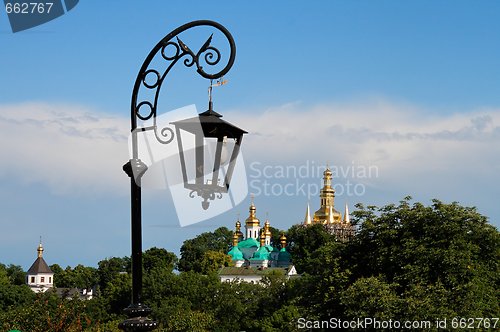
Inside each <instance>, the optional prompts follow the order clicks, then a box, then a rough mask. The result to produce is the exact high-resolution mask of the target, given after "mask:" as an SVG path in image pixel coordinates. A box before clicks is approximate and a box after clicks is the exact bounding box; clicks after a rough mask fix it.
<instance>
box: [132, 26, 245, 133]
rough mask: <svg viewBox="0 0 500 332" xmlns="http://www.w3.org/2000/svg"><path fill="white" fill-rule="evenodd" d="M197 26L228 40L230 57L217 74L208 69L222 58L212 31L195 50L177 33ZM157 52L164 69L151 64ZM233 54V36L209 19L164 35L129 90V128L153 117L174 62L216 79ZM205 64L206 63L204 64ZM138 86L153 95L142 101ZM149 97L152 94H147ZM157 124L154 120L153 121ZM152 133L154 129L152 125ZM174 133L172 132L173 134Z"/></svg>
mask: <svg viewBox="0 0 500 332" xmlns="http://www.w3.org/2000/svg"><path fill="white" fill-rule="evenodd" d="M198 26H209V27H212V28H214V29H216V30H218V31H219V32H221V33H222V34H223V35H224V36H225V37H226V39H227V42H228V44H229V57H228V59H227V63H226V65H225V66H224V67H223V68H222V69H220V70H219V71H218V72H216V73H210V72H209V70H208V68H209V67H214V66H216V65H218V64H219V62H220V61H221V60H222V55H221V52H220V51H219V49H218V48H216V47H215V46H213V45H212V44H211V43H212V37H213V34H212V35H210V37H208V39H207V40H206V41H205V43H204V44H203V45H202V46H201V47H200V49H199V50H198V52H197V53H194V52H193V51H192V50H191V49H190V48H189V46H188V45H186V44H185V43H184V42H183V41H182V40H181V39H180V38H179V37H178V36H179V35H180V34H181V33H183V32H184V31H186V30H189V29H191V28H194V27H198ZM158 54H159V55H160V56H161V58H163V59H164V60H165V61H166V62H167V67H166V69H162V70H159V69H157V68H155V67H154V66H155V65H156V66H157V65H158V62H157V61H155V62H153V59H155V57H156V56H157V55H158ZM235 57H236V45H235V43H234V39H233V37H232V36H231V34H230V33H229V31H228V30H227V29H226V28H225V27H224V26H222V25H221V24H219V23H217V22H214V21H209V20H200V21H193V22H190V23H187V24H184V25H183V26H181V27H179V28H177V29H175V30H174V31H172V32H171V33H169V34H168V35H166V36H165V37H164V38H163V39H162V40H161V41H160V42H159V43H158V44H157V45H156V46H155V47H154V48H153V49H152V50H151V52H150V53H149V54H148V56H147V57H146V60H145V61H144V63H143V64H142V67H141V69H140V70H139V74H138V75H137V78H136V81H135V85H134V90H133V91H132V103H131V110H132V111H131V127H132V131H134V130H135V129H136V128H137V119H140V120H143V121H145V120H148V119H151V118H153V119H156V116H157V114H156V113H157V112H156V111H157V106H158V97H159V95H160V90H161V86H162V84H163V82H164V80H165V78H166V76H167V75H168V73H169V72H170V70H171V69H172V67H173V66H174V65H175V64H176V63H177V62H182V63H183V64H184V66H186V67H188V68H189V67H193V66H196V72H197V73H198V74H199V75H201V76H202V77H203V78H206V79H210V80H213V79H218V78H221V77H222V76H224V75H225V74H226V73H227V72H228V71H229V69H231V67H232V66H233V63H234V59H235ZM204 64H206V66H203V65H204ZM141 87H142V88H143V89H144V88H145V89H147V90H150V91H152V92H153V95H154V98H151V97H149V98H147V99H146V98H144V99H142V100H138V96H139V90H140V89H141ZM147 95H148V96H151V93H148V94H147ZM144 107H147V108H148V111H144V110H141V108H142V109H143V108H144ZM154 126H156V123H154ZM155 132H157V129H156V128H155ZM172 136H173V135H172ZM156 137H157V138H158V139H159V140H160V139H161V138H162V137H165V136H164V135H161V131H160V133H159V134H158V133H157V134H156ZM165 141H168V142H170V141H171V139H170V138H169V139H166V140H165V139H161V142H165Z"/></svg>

---

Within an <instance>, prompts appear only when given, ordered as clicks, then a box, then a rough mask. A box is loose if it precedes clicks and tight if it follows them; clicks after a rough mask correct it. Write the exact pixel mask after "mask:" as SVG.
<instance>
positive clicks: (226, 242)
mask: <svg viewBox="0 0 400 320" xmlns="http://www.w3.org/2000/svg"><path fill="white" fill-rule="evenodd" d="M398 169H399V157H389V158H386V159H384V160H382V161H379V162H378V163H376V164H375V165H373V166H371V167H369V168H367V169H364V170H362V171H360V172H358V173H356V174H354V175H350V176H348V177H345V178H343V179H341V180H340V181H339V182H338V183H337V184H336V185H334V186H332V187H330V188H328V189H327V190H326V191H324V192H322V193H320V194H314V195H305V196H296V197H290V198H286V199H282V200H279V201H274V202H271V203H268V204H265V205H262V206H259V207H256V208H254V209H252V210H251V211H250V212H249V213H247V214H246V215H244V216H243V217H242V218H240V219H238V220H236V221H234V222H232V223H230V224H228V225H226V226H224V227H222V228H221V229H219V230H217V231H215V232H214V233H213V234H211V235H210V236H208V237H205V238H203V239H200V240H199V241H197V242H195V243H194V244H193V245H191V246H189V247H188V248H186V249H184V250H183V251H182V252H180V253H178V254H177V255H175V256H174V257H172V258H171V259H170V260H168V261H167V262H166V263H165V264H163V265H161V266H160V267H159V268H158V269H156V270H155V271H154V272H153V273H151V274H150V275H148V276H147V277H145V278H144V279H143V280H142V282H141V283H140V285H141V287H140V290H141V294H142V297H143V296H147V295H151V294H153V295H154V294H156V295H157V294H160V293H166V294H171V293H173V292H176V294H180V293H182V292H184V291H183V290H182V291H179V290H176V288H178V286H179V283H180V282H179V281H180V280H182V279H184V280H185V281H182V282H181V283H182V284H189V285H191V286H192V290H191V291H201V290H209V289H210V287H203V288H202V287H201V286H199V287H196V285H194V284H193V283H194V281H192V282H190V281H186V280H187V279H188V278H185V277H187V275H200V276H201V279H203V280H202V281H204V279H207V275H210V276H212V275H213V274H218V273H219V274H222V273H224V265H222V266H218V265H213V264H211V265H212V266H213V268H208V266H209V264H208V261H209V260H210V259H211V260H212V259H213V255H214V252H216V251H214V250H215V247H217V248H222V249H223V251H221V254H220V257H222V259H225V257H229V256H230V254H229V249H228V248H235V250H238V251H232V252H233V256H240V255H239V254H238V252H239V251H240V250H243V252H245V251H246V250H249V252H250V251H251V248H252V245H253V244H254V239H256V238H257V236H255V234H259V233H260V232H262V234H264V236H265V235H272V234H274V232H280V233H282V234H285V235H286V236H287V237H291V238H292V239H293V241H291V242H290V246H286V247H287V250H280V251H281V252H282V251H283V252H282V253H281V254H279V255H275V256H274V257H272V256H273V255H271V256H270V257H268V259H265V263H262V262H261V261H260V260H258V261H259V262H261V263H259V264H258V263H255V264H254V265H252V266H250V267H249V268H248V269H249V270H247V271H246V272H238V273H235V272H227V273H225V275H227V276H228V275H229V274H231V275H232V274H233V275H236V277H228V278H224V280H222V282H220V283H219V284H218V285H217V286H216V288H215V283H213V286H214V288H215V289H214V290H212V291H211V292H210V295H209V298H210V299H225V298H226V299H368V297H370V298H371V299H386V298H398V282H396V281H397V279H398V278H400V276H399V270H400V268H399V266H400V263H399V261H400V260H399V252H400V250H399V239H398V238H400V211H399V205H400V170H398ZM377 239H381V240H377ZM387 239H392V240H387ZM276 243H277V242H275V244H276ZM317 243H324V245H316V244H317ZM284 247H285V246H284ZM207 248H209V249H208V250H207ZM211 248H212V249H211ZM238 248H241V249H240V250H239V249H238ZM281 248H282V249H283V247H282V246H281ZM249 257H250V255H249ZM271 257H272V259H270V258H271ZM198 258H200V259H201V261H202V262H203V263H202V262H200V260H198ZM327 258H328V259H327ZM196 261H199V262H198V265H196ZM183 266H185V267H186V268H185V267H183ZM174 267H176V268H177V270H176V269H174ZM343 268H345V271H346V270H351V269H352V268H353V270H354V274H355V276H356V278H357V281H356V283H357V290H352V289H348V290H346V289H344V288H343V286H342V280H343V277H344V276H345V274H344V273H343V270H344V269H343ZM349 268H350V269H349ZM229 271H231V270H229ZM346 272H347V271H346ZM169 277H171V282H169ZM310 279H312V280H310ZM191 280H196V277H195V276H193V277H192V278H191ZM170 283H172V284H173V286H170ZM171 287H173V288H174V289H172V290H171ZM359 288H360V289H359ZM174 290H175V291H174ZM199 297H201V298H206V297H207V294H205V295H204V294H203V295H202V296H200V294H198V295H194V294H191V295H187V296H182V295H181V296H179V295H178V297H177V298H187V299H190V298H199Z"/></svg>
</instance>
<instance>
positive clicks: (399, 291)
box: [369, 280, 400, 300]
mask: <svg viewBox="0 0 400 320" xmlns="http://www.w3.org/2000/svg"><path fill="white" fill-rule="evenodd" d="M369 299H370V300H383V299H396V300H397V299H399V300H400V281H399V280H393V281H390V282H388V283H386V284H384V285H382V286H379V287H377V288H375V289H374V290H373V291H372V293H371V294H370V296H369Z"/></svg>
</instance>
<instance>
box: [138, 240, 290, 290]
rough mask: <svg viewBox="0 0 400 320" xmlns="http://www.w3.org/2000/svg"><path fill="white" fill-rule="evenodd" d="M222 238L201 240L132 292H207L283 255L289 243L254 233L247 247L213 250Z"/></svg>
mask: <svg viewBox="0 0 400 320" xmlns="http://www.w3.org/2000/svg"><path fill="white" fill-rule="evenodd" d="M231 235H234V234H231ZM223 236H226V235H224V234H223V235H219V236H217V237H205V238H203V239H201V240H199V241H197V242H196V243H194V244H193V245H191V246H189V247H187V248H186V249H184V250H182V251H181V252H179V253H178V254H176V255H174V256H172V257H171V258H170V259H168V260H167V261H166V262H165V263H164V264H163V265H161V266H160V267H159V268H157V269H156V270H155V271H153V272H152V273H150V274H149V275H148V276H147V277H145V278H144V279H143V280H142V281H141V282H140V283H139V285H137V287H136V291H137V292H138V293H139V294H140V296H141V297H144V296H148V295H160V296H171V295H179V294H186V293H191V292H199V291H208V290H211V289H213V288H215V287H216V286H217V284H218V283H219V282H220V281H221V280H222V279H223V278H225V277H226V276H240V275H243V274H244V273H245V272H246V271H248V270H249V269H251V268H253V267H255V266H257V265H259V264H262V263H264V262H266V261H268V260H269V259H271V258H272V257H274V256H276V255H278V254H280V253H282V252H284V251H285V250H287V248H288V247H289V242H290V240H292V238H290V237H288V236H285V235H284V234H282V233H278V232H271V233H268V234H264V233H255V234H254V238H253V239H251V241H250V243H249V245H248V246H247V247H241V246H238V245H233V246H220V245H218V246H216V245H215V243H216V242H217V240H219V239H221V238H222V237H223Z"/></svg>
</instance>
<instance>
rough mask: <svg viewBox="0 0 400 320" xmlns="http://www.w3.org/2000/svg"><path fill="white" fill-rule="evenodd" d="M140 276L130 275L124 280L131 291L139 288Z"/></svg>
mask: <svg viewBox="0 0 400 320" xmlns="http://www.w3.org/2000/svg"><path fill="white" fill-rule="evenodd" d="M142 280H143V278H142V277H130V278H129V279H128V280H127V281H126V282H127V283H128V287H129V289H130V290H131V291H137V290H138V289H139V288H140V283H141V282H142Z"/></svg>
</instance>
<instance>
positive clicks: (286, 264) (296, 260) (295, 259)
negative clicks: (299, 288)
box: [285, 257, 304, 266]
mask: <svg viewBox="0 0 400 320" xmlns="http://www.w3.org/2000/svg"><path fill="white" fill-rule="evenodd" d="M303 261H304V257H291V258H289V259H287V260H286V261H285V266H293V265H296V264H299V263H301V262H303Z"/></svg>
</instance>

### Your task
The exact lines of the material above starting at the one that contains "Inside each <instance>, the" and ending at the one that contains "box: [132, 26, 245, 133]" are what to retype; leave out everything else.

### Reply to the task
Inside each <instance>, the optional prompts follow the order clicks, then a box, then a rough mask. The result to produce is the exact high-resolution mask of the target, given after "mask:" as an SVG path in image pixel coordinates. A box before clicks is approximate and a box after clicks is the exact bounding box; clicks after a rough mask fix it.
<instance>
box: [132, 26, 245, 133]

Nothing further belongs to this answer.